## start Dataset extract

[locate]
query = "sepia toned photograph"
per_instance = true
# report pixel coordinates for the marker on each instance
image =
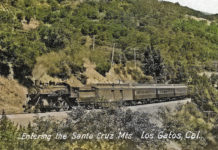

## end Dataset extract

**What to work on:** Copy the lines above word for word, leaving out the picture.

**Complete output:**
[locate]
query = "sepia toned photograph"
per_instance = true
# report pixel coordinates for the marker on each instance
image =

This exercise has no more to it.